▶ [BRIEF]: List all lines of the data that include the string "notepad".

Data excerpts
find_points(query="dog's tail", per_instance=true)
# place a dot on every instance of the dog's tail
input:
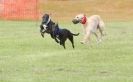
(75, 34)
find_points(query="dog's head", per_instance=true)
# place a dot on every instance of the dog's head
(55, 26)
(80, 18)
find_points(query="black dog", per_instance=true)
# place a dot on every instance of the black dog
(62, 35)
(46, 25)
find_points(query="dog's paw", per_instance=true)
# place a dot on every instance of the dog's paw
(82, 42)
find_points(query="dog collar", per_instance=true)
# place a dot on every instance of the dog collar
(84, 19)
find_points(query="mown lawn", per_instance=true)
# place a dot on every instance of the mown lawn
(27, 57)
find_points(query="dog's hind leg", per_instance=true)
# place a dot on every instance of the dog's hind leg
(71, 39)
(98, 39)
(62, 42)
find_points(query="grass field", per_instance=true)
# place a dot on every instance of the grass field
(27, 57)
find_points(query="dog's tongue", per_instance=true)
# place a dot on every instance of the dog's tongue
(84, 19)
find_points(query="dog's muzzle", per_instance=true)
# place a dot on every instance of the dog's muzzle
(75, 21)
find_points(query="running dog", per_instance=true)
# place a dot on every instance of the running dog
(91, 25)
(62, 35)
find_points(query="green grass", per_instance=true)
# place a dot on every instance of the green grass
(27, 57)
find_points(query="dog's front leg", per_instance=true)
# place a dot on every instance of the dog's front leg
(86, 38)
(56, 40)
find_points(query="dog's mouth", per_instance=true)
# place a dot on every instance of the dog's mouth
(75, 21)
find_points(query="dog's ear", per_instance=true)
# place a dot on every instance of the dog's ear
(56, 24)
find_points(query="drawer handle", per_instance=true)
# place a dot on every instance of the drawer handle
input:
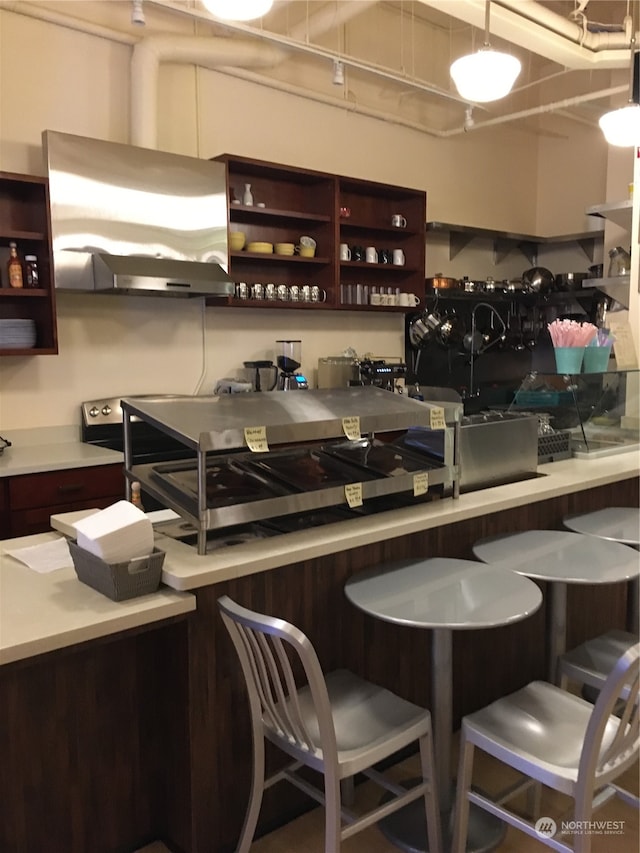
(71, 487)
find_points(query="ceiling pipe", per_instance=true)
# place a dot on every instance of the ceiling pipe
(527, 24)
(328, 17)
(208, 52)
(147, 65)
(315, 50)
(543, 108)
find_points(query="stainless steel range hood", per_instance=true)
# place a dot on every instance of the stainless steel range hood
(133, 220)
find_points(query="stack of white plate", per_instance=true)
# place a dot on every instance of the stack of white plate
(117, 534)
(17, 334)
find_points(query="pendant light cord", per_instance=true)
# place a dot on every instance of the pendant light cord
(487, 10)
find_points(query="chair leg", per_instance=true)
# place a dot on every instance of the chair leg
(534, 800)
(332, 812)
(255, 798)
(461, 809)
(427, 763)
(347, 790)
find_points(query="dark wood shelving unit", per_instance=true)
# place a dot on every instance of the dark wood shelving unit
(24, 218)
(298, 202)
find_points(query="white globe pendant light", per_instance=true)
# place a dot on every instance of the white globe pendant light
(486, 75)
(622, 127)
(238, 10)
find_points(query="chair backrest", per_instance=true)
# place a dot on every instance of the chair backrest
(273, 678)
(608, 749)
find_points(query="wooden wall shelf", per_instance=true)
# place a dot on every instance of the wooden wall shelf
(299, 202)
(24, 219)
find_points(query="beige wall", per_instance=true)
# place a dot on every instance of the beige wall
(502, 179)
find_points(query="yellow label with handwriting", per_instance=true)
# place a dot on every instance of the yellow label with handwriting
(351, 427)
(256, 438)
(420, 483)
(436, 418)
(353, 494)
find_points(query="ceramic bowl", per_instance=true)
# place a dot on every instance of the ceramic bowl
(284, 248)
(236, 241)
(263, 248)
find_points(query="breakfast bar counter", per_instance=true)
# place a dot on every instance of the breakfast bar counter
(116, 730)
(185, 569)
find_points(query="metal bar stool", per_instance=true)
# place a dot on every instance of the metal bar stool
(561, 557)
(591, 662)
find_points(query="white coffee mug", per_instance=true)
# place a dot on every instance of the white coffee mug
(408, 299)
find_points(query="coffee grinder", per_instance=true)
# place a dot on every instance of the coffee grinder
(288, 361)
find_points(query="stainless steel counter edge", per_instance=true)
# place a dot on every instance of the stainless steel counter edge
(184, 569)
(43, 612)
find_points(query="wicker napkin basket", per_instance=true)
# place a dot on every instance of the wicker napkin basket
(118, 581)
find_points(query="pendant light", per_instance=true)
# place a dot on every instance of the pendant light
(486, 75)
(238, 10)
(622, 127)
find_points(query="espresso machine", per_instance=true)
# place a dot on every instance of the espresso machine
(288, 361)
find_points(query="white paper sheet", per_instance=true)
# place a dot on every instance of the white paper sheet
(48, 557)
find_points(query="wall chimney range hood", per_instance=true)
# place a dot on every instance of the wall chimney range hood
(134, 220)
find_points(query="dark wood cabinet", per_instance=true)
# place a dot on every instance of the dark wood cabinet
(33, 498)
(24, 219)
(289, 203)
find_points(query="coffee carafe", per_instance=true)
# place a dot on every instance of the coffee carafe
(289, 360)
(263, 375)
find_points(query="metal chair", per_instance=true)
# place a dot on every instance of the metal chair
(338, 724)
(559, 740)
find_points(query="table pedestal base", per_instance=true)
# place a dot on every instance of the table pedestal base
(407, 828)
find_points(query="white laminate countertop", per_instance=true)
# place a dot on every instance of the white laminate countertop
(38, 450)
(185, 569)
(43, 612)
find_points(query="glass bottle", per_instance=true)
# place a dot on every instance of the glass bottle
(31, 278)
(14, 267)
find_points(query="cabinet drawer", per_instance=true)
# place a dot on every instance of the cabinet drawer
(55, 488)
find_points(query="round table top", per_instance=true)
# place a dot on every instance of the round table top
(440, 592)
(557, 555)
(617, 523)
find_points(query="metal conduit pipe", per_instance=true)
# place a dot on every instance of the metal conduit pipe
(192, 50)
(527, 24)
(543, 108)
(330, 16)
(538, 14)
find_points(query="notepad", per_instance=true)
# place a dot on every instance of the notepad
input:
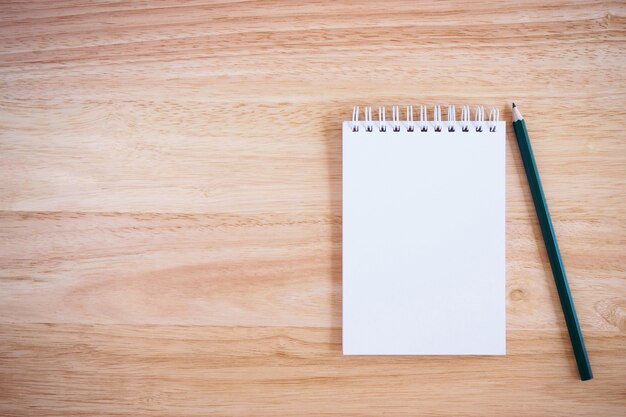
(424, 233)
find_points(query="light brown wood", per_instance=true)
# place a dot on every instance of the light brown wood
(170, 203)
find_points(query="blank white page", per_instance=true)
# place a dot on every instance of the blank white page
(423, 241)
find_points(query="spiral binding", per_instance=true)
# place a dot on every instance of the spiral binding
(437, 122)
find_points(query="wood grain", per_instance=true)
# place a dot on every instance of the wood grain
(170, 203)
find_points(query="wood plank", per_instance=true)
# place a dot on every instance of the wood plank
(170, 203)
(267, 371)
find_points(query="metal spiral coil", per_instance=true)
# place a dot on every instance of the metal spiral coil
(424, 123)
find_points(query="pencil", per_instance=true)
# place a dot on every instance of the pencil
(549, 237)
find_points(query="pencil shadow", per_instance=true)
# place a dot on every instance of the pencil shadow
(333, 139)
(520, 174)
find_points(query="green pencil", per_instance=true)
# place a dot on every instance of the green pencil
(549, 237)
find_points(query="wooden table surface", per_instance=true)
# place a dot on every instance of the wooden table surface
(170, 196)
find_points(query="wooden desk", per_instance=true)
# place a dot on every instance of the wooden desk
(170, 232)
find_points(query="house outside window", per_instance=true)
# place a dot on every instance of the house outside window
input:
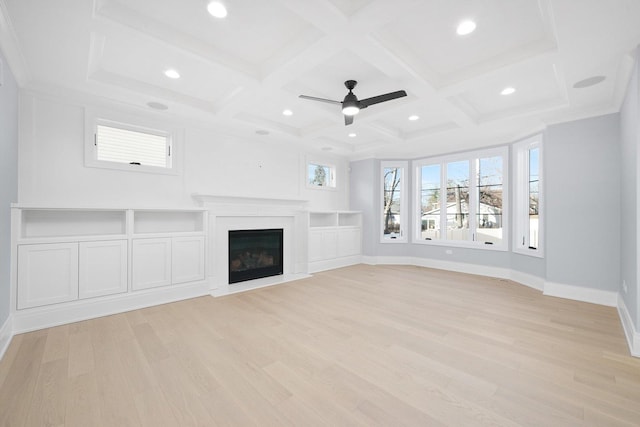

▶ [SOLUTION TO THIS TASK]:
find_points(query="notepad", per_instance=true)
# place a dot on every instance of the notepad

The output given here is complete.